Task goal:
For the entries that follow, tally the lines holding the string "each". Give the total and nothing else.
--
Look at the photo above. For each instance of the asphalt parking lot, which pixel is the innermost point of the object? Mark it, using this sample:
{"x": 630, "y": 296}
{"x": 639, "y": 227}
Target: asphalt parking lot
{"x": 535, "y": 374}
--
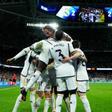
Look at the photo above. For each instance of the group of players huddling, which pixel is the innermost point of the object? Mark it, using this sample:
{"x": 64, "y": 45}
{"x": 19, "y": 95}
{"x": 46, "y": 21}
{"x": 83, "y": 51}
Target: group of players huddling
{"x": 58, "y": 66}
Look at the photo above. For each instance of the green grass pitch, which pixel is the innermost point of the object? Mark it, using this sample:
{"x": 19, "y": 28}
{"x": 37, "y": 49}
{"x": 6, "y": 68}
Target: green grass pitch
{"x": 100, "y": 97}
--
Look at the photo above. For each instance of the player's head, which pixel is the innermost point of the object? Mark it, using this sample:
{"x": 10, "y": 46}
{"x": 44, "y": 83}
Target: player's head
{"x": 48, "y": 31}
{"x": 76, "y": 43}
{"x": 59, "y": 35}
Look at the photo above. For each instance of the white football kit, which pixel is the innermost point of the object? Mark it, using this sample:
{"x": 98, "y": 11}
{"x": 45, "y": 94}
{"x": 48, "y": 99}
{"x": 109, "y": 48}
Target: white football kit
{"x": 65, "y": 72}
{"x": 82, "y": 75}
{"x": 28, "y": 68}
--
Completed exercise:
5